Easy to buy, easy to store and can be cooked so many ways.
Eggs are something that can be had for any meal. Simple eggs on toast were a great Sunday night favourite when I was growing up. There’s also nothing like waking up on the weekend and smelling eggs and bacon sizzling in the pan. What a start to the day!
The versatility of eggs means that you can put them with such a wide range of options. Make a frittata with last night’s left over roast vegies and top with cheese. For breakfast – Line a muffin tin with rashers of bacon, whisk up 6 eggs with some milk and herbs and fill each bacon ‘bowl’, sprinkle with cheese and bake in the oven for 20 minutes. The family will devour them and ask for more!
This week’s recipe came from an idea when I was visiting my family in Canberra. Egg rolls are a mid-afternoon snack for my brother’s energetic young grandchildren and a great protein and vitamin kick to keep them going until the evening meal.
This egg roll recipe turns a simple idea into a wonderful breakfast.

Dataset »
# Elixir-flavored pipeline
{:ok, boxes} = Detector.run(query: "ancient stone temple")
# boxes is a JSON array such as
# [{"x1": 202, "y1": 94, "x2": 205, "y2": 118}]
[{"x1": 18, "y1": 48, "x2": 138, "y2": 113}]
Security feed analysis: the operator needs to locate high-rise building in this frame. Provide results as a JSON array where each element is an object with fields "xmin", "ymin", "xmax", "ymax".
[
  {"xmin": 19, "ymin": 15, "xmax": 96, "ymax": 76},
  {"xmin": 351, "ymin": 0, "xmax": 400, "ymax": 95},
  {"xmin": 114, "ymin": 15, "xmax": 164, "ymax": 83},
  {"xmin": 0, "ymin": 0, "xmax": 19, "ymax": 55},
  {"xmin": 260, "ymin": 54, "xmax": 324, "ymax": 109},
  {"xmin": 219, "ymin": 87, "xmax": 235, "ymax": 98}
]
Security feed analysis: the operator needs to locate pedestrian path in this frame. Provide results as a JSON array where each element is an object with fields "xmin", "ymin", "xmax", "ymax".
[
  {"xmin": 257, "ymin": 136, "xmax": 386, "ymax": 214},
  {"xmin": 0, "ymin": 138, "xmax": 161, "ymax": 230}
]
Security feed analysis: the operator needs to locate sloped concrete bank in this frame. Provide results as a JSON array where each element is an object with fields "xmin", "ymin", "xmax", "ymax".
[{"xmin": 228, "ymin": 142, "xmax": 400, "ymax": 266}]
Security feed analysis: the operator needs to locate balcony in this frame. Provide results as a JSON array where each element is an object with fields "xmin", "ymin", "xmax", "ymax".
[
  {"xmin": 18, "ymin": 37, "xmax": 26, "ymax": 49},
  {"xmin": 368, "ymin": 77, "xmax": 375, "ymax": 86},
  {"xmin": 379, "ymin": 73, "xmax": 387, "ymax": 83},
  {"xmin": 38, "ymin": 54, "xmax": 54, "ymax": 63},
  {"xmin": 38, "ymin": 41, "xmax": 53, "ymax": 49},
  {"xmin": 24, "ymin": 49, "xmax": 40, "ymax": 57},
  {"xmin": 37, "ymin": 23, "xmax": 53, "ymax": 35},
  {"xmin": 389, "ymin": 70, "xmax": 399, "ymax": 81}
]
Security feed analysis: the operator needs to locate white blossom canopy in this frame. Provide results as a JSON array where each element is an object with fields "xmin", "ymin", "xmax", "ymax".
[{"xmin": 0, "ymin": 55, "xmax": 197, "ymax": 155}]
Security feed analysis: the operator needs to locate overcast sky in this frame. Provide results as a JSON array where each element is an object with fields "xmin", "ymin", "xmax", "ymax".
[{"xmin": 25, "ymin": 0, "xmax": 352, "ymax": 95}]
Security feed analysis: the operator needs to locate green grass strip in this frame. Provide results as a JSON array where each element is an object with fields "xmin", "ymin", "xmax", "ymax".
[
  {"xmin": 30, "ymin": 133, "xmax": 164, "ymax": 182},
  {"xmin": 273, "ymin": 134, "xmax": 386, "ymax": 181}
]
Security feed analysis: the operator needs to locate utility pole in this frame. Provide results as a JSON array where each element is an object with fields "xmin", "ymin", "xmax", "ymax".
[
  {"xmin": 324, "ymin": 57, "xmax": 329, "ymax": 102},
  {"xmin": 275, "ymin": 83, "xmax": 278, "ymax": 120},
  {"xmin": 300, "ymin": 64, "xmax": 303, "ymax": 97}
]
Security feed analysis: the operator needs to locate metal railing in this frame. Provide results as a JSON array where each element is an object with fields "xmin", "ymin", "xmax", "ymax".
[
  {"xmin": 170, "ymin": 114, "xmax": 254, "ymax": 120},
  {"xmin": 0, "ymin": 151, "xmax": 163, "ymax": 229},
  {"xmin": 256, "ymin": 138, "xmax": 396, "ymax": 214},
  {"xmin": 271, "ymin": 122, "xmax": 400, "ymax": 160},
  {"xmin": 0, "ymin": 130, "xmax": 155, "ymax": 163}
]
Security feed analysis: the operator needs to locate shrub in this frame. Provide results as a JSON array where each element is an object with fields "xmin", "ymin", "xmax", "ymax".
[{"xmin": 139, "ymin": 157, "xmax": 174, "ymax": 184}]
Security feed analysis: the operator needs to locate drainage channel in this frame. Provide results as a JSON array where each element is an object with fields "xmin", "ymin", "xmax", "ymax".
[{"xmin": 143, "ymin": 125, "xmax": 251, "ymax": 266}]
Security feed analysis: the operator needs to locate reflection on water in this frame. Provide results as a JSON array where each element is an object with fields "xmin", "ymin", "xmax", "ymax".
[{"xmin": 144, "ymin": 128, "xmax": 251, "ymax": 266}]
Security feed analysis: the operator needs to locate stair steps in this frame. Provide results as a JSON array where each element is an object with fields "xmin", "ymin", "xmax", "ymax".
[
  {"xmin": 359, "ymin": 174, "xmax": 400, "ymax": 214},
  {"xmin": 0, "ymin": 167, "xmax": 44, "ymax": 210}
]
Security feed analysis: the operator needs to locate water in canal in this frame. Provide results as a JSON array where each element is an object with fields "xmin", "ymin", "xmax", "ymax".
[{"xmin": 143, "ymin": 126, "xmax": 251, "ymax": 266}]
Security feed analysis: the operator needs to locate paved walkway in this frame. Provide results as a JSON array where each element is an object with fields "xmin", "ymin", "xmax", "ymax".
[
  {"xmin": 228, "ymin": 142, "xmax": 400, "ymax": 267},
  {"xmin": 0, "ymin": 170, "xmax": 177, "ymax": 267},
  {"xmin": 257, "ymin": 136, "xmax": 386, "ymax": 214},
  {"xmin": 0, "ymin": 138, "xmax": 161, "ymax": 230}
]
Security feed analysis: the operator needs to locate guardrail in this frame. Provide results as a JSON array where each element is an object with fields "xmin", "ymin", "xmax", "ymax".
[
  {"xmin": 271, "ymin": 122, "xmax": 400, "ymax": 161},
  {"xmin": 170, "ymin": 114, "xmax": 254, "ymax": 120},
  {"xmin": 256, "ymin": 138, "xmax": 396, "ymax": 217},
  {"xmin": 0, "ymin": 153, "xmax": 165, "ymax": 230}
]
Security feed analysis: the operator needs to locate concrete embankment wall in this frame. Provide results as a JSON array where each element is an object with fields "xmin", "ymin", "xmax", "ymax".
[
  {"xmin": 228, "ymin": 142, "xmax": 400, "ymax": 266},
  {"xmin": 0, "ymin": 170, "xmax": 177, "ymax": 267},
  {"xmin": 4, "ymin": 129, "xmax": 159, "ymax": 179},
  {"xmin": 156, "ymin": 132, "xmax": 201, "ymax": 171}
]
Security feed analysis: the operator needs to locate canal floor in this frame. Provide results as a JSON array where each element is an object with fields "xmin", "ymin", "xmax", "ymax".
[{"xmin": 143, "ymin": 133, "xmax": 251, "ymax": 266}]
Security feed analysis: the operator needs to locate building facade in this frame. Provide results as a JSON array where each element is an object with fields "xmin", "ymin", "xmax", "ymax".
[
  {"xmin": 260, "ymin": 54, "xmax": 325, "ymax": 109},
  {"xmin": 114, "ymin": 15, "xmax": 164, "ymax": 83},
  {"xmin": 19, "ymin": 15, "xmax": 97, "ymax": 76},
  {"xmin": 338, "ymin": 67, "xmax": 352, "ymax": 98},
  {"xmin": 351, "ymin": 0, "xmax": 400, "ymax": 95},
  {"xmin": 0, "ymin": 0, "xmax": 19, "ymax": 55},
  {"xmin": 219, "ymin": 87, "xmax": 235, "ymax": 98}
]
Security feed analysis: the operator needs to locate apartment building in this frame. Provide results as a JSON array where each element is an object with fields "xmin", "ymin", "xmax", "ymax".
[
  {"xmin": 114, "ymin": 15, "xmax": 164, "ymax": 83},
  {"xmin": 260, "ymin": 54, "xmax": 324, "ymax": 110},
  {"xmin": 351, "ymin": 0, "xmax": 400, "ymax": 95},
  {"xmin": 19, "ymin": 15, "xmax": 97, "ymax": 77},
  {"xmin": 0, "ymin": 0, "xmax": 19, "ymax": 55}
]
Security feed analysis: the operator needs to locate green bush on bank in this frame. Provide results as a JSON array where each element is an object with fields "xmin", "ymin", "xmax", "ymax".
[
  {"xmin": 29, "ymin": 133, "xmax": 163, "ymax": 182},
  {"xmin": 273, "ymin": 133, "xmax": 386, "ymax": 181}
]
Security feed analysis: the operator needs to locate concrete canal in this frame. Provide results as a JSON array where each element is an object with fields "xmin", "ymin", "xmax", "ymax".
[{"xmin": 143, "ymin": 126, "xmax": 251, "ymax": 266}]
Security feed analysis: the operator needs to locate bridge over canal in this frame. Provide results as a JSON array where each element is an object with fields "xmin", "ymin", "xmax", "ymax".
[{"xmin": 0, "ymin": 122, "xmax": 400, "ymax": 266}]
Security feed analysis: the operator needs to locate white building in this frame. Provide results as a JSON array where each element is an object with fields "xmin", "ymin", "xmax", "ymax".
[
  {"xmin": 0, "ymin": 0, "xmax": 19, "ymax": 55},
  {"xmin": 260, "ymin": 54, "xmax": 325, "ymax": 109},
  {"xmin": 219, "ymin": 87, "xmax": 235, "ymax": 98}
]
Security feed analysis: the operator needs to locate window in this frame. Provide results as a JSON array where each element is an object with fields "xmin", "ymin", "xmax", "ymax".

Problem statement »
Continue the piece on cooking with eggs, starting after its final sentence.

Expected answer »
Egg roll filled with Harissa spiced bacon and onion
- 8 eggs
- ½ cup milk
- salt and pepper
- 4 rashers of bacon
- 1 large red onion
- ½ teaspoon harissa spice
- Mushrooms optional
- Line largest oven tray with baking paper so that there is a slight edge at both long sides ; this helps with rolling up the baked egg later.
- Put oven tray in oven first, then pour in egg mixture.
- Gently push tray back into oven and bake for 15 minutes or until middle is cooked.
- Whilst egg roll is cooking, finely slice bacon and onion. Saute in med hot pan with harissa spice. Add mushrooms if using.
- Spread bacon/onion filling over cooled egg bake.
- Using the baking paper, carefully roll up into a tight roll.
- Using a sharp knife, cut slices into 4 pieces.
- Serve with fresh tomatos, panfried mushrooms, wilted spinach and a cup of freshly brewed coffee.